How to complete this task: According to the Justin Tanner biography, at which theater did Zombie Attack run for ten years?
━━ Text segment
- Born: Stephen Justin Tanner
- Occupations: Playwright, theatre director, screenwriter
- Writing career
- Period: Late 20th century – present
- Notable works: Wife Swappers, Oklahomo, Space Therapy, Voice Lessons
- Notable awards: Pen West Award (for Pot Mom)

= Justin Tanner =

American dramatist

Justin Tanner (né Stephen Justin Tanner) (born 20th century) is an American playwright, theatre director, and screenwriter.

Based in Los Angeles, California, he is the author of Wife Swappers and Oklahomo (both staged at the Third Stage Theater in Burbank, California) and Space Therapy (at the Zephyr Theater in Hollywood and nominated for an L.A. Stage Alliance Ovation Award).

He has written and directed numerous plays, including Pot Mom (which won a Pen West Award), Teen Girl, Bitter Women, Tent Show, and Coyote Woman.

Tanner also wrote, with then-partner Andy Daley, Zombie Attack, which ran for ten years at the Cast Theater in Hollywood, and has since had numerous revivals.

==Career==
Tanner was resident playwright of the Cast Theater which was originally run by the late Ted Schmitt and Dana Gibson. In early 1990s, he took control of the Cast Theater and his association with Gibson ended. A several-month revival of several popular Tanner plays resulted. Tanner left the Cast Theater in late 1999.
━━━━
━━ Provided data
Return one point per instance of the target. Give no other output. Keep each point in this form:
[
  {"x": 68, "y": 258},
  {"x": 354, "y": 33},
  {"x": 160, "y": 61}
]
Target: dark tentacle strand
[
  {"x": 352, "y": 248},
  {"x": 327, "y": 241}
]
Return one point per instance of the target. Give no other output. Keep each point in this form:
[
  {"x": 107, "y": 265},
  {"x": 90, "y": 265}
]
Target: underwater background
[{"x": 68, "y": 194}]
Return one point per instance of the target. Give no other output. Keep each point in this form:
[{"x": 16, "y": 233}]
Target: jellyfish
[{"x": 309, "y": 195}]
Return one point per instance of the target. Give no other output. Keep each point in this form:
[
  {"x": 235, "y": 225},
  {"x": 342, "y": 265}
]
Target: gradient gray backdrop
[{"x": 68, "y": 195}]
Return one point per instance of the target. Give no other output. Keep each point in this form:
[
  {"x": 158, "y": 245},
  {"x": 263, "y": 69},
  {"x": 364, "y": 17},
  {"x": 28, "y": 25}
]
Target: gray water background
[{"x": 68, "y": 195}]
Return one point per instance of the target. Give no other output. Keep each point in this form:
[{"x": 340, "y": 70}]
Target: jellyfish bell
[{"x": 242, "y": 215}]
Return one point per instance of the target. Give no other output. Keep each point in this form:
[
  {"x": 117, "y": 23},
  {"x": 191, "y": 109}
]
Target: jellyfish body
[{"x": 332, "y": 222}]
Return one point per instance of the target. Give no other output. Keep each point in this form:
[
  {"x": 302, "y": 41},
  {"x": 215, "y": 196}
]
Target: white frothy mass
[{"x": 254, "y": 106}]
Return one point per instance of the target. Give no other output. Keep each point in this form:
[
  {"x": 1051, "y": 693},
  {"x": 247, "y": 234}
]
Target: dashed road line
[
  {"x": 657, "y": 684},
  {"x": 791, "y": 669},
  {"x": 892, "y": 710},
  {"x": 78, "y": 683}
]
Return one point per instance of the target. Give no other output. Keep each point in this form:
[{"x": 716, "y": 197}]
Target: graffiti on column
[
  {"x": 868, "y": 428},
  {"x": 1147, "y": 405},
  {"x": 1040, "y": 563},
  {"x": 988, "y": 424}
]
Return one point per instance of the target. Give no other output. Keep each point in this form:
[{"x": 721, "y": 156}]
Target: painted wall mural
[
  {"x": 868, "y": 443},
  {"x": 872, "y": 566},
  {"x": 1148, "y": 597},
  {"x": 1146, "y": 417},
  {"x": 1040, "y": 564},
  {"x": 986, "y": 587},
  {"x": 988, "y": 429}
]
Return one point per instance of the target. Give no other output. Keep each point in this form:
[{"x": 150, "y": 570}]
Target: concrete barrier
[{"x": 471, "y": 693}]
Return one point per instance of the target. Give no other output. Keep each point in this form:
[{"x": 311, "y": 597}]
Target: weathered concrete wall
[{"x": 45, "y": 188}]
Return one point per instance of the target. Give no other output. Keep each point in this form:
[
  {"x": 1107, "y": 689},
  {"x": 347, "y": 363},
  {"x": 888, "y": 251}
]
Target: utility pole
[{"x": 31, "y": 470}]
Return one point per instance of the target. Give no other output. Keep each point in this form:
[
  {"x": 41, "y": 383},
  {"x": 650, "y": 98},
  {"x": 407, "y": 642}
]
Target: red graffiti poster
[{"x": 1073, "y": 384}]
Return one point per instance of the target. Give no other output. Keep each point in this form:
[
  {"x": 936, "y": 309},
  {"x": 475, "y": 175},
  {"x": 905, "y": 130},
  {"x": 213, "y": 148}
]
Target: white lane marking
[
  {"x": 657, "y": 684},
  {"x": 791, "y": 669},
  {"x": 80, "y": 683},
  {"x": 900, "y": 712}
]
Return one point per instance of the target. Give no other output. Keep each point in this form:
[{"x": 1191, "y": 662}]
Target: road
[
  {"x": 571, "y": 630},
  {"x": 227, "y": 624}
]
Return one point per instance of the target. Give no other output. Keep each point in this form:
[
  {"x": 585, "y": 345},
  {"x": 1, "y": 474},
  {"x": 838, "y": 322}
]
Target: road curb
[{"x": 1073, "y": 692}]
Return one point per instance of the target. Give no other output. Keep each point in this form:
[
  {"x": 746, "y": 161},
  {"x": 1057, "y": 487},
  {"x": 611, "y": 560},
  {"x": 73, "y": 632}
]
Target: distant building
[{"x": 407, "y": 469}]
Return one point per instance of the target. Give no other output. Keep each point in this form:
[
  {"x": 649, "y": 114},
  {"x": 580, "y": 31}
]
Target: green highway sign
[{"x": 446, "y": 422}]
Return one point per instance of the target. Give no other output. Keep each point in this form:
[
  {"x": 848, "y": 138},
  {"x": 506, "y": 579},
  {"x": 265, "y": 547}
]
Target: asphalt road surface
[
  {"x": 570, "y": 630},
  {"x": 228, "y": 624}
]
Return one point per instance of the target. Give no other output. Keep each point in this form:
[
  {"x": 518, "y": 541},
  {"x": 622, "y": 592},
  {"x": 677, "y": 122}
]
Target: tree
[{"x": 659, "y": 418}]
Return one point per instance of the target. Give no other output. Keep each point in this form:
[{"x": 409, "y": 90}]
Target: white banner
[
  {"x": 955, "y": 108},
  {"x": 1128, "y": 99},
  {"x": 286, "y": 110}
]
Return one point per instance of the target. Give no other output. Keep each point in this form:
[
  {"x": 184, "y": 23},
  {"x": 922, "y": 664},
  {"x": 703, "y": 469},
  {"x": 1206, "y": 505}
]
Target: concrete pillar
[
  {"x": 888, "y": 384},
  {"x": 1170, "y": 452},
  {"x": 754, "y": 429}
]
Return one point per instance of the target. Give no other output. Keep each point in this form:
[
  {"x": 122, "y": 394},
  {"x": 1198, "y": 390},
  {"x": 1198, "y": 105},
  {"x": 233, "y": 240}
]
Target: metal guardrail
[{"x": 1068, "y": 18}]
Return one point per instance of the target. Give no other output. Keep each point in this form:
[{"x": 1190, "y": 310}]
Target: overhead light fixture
━━━━
Result of the exercise: The Cast Theater in Hollywood.